## Supplied data
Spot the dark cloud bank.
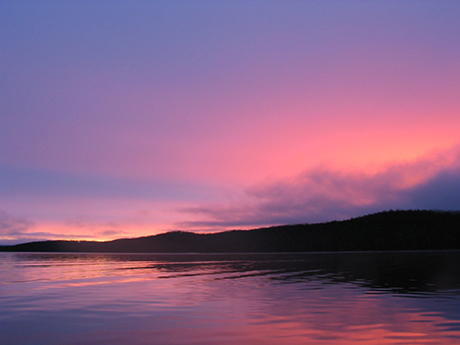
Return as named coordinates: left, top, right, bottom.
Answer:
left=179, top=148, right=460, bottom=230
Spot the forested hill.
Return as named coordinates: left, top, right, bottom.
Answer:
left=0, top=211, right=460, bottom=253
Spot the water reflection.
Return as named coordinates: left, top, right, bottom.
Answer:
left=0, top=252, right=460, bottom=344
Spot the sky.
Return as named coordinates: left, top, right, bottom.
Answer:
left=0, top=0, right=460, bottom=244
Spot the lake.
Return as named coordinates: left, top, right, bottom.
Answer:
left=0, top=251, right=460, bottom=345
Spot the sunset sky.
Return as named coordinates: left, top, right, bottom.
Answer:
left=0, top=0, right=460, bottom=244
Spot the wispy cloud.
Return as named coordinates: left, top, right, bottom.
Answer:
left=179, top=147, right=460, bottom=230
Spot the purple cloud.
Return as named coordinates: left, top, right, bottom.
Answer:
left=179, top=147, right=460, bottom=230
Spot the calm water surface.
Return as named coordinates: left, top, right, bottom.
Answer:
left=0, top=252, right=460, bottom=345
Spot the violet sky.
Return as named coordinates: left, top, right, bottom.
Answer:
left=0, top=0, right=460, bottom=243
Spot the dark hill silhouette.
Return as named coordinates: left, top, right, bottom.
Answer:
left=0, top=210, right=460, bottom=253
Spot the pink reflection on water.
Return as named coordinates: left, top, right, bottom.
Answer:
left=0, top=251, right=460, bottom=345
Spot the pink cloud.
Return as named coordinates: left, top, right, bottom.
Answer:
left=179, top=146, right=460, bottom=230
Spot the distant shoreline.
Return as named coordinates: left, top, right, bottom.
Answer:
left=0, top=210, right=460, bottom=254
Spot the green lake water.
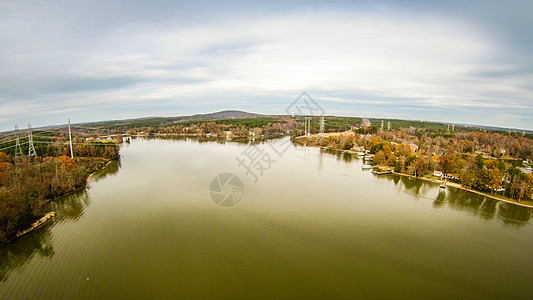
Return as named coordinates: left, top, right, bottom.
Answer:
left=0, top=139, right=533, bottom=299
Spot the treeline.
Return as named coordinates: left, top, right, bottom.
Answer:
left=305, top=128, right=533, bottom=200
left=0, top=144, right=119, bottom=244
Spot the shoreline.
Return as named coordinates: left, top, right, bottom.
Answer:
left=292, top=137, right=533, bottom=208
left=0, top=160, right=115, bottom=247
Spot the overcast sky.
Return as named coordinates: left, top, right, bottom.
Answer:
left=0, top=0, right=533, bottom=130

* * *

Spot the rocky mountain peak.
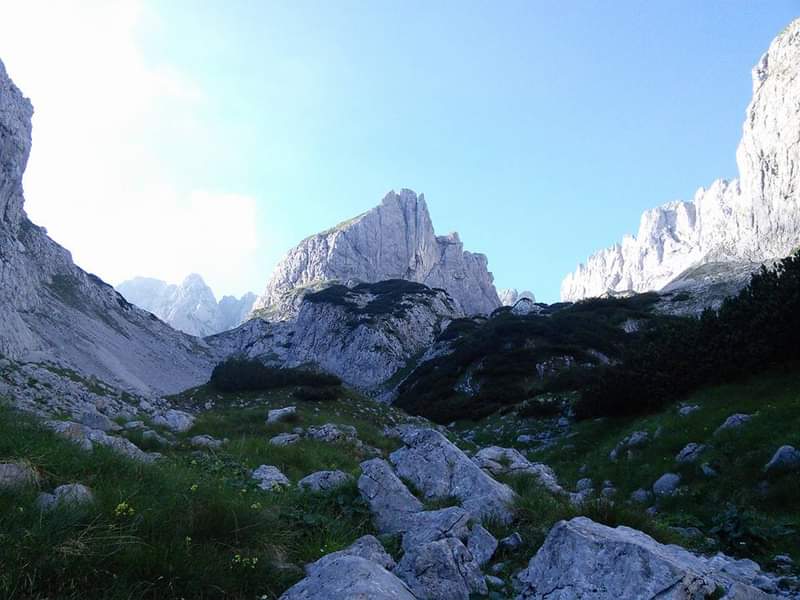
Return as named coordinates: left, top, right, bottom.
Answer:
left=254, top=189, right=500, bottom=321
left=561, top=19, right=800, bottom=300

--

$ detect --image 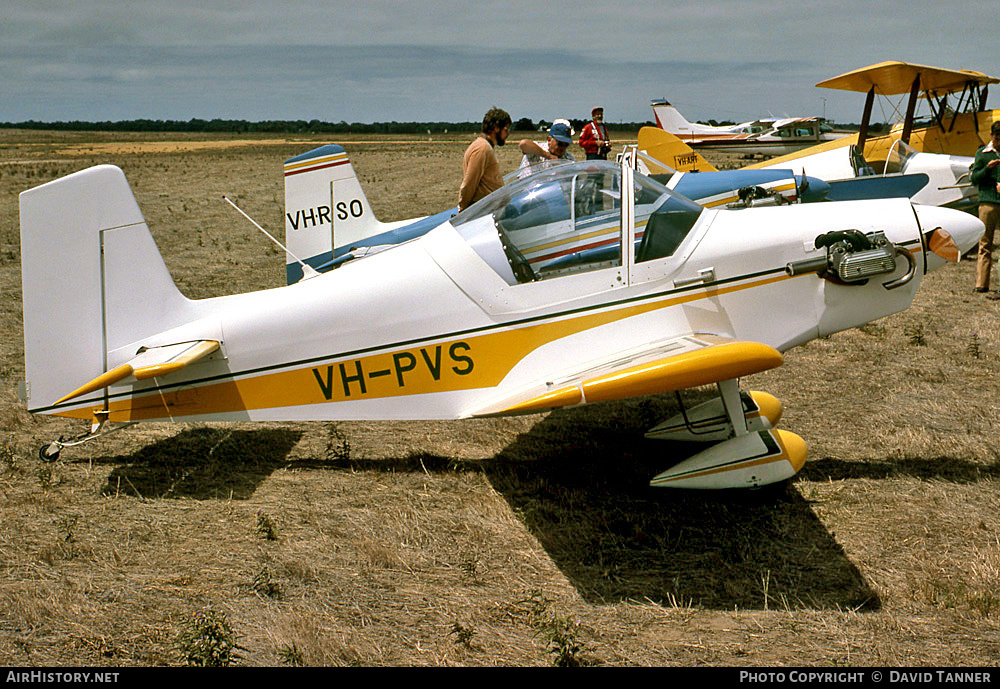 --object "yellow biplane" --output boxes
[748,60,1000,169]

## Your objective
Copy the stretch of the data above from the line containing "Spot the sunset sky." through the line containing "left=0, top=210, right=460, bottom=254" word for word, with both of those lines included.

## Output of the exercise
Spot the sunset sky.
Return as named coordinates: left, top, right, bottom.
Answer:
left=0, top=0, right=460, bottom=244
Spot the wispy cloud.
Return as named coordinates: left, top, right, bottom.
Answer:
left=179, top=147, right=460, bottom=230
Spot the purple cloud.
Return as named coordinates: left, top, right, bottom.
Answer:
left=179, top=147, right=460, bottom=230
Spot the calm water surface.
Return as named coordinates: left, top, right, bottom.
Answer:
left=0, top=252, right=460, bottom=345
Spot the violet sky.
Return as named coordinates: left, top, right, bottom.
Answer:
left=0, top=0, right=460, bottom=243
Spot the dark hill silhouette.
Return as named coordinates: left, top, right, bottom.
Answer:
left=0, top=210, right=460, bottom=253
Spot the pink reflection on water.
Return as named coordinates: left, top, right, bottom.
Answer:
left=0, top=251, right=460, bottom=345
Spot the pink cloud.
Return as named coordinates: left, top, right, bottom.
Answer:
left=179, top=146, right=460, bottom=230
Spot the distant shoreline.
Return as named coordinates: left, top, right, bottom.
Answer:
left=0, top=210, right=460, bottom=254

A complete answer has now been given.